** GIVEN TASK **
Could you write out the lines below again, substituting "test set" for every "evaluation set" and changing nothing else? Leave the pictures out.

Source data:
+ + + + + + +

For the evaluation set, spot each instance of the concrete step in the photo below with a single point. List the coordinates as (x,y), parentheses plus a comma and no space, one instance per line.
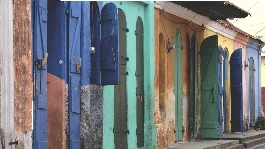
(205,144)
(260,146)
(236,146)
(254,142)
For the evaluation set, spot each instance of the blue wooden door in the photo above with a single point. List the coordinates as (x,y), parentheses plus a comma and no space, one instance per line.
(225,73)
(40,70)
(74,65)
(220,92)
(236,91)
(109,46)
(95,43)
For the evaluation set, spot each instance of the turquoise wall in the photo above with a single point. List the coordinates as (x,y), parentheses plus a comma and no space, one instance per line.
(132,10)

+ + + + + + +

** TASK SOLUTION **
For the test set, spot each instance of the concrete step in the photo below with a single point. List the coordinates as (x,y), parentheses plus a comma and no space, one instance per line.
(205,144)
(260,146)
(236,146)
(254,142)
For the test set, spot each instance of the blue wooden door in the photo above with a single point. List the coordinates as (x,y), parentheses plus a comma and no space, one instance per line.
(225,73)
(40,70)
(74,65)
(220,92)
(236,91)
(109,46)
(95,43)
For the test set, spot each instance of the turquoise wall in the photo above with a single point. List the coordinates as (x,y), parentheses plus a comma and no space, one instance per line.
(132,10)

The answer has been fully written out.